─── Document extract ───

Related papers: OFA$^2$: A Multi-Objective Perspective for the Once-for-All Neural Architecture Search

OFA$^2$: A Multi-Objective Perspective for the Once-for-All Neural Architecture Search

URL: http://arxiv.org/abs/2303.13683v1
Date: Thu, 23 Mar 2023 21:30:29 GMT
Title: OFA$^2$: A Multi-Objective Perspective for the Once-for-All Neural Architecture Search
Authors: Rafael C. Ito and Fernando J. Von Zuben
Abstract summary: Once-for-All (OFA) is a Neural Architecture Search (NAS) framework designed to address the problem of searching efficient architectures for devices with different resources constraints. We aim to give one step further in the search for efficiency by explicitly conceiving the search stage as a multi-objective optimization problem.

─── Supplied records ───

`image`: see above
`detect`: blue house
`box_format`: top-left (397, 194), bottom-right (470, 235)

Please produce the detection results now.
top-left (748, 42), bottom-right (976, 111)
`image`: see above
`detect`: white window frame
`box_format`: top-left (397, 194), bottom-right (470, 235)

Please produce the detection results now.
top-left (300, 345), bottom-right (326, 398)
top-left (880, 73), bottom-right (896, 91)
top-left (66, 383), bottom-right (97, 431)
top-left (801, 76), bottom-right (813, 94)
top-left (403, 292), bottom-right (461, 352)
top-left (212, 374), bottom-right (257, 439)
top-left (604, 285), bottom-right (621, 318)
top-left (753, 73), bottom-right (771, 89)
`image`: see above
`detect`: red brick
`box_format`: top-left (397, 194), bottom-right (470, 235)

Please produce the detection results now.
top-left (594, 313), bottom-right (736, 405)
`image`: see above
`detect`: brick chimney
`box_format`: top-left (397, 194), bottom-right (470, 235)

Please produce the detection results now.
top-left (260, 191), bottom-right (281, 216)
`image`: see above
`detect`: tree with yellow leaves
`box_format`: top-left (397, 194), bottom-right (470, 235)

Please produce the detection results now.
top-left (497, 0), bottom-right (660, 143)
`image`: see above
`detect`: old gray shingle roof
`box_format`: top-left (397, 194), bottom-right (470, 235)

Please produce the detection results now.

───
─── Supplied records ───

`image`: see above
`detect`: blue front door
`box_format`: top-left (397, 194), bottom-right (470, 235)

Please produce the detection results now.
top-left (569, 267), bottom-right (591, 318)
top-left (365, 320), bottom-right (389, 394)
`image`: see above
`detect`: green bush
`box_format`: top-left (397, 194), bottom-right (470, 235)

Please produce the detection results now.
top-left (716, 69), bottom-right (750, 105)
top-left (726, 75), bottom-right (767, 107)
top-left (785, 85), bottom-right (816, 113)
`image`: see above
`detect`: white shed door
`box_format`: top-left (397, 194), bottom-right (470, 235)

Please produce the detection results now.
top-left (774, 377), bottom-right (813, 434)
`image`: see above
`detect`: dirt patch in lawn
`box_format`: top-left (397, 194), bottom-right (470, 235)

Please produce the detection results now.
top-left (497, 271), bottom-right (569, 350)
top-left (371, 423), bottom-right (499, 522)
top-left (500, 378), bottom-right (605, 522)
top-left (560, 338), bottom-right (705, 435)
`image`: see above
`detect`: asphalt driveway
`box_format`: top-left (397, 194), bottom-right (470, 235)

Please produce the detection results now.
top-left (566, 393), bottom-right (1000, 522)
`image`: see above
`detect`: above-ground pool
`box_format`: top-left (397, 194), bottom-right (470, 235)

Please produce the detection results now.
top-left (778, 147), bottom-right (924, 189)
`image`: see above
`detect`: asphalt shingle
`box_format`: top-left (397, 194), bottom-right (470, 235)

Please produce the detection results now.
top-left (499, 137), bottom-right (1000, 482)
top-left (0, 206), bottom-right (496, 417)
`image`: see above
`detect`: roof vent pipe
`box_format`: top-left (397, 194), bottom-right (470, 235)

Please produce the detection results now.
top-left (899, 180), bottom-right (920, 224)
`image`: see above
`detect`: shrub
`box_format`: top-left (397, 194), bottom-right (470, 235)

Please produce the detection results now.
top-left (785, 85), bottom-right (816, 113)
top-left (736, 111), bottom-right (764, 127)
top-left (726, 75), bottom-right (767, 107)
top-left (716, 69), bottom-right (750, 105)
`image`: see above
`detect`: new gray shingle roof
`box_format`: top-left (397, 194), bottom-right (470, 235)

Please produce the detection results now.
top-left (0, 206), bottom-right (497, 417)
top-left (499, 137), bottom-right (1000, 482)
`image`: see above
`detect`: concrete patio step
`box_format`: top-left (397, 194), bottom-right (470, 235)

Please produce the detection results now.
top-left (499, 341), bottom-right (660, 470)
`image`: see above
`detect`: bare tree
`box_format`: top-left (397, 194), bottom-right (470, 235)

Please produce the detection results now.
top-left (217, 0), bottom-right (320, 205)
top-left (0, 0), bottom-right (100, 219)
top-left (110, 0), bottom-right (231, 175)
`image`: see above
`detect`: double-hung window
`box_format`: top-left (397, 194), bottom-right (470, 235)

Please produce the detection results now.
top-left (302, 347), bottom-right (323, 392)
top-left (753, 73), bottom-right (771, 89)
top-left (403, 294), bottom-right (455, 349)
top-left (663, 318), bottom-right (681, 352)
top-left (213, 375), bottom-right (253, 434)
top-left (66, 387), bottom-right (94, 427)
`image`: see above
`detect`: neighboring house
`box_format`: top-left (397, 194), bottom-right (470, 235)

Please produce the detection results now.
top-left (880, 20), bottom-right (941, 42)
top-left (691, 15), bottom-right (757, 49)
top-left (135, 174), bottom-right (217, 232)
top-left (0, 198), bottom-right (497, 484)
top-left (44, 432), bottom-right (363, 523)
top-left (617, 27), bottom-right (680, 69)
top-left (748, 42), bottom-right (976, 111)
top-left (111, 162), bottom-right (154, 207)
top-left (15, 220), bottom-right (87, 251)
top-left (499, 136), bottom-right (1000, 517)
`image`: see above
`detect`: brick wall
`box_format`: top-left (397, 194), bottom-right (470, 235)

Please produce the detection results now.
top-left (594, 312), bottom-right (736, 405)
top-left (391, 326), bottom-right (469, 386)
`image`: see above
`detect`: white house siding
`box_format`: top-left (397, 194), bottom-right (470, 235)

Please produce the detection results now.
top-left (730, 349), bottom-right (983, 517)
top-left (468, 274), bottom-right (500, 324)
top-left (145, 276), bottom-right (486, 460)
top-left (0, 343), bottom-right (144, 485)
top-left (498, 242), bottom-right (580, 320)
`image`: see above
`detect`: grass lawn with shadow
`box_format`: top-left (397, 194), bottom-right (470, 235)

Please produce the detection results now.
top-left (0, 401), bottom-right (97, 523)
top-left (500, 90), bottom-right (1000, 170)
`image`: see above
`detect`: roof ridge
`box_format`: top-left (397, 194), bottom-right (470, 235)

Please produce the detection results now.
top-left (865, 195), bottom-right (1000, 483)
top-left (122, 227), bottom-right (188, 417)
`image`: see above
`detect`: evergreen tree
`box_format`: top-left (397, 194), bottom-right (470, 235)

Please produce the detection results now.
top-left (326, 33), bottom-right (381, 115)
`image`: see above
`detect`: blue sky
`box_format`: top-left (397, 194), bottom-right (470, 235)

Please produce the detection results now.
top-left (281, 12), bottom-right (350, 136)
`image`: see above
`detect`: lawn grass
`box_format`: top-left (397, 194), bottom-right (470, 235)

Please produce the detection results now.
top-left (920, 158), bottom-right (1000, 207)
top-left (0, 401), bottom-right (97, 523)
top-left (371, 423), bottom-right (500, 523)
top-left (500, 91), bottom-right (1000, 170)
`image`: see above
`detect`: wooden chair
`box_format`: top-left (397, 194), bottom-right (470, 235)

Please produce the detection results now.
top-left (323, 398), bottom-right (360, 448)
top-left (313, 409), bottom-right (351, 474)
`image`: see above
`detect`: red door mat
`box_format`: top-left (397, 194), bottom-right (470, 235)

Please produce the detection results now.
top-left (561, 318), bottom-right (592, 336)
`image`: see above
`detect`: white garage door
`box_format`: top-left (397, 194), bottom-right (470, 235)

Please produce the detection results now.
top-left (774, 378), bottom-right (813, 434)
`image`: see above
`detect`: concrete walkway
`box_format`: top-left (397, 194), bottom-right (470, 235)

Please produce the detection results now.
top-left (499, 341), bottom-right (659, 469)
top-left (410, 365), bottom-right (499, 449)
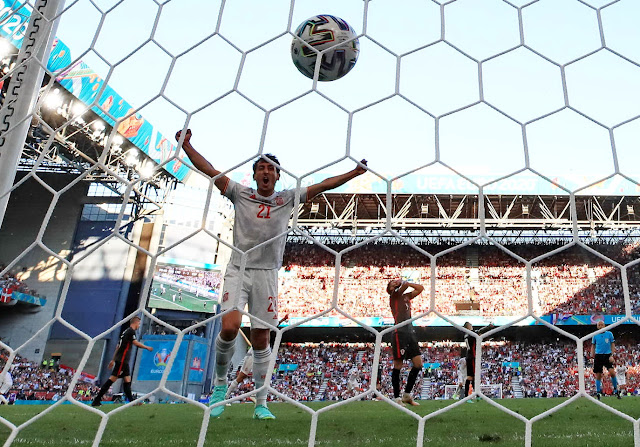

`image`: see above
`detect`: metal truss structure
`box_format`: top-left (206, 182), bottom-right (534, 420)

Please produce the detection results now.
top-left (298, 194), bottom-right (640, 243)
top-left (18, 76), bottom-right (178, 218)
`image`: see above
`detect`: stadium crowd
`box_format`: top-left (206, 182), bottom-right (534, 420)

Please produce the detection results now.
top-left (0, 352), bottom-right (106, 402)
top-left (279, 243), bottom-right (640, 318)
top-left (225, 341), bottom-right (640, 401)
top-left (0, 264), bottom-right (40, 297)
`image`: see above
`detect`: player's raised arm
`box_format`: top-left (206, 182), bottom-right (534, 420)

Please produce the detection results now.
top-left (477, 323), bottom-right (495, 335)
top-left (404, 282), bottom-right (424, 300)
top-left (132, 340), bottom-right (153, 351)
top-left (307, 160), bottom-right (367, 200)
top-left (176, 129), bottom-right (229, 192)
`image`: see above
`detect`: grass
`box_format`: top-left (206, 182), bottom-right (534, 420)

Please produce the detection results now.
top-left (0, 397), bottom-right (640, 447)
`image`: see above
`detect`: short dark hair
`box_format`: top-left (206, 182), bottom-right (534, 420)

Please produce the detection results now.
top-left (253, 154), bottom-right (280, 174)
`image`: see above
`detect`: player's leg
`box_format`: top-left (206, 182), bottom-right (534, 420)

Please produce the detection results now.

───

§ **Problem to solve**
Reproduce the entire paper summary on multi-objective Once-for-All search, word for word. Rely solely on the paper summary, not the listing.

§ **Exercise response**
Related papers: OFA$^2$: A Multi-Objective Perspective for the Once-for-All Neural Architecture Search

OFA$^2$: A Multi-Objective Perspective for the Once-for-All Neural Architecture Search

URL: http://arxiv.org/abs/2303.13683v1
Date: Thu, 23 Mar 2023 21:30:29 GMT
Title: OFA$^2$: A Multi-Objective Perspective for the Once-for-All Neural Architecture Search
Authors: Rafael C. Ito and Fernando J. Von Zuben
Abstract summary: Once-for-All (OFA) is a Neural Architecture Search (NAS) framework designed to address the problem of searching efficient architectures for devices with different resources constraints. We aim to give one step further in the search for efficiency by explicitly conceiving the search stage as a multi-objective optimization problem.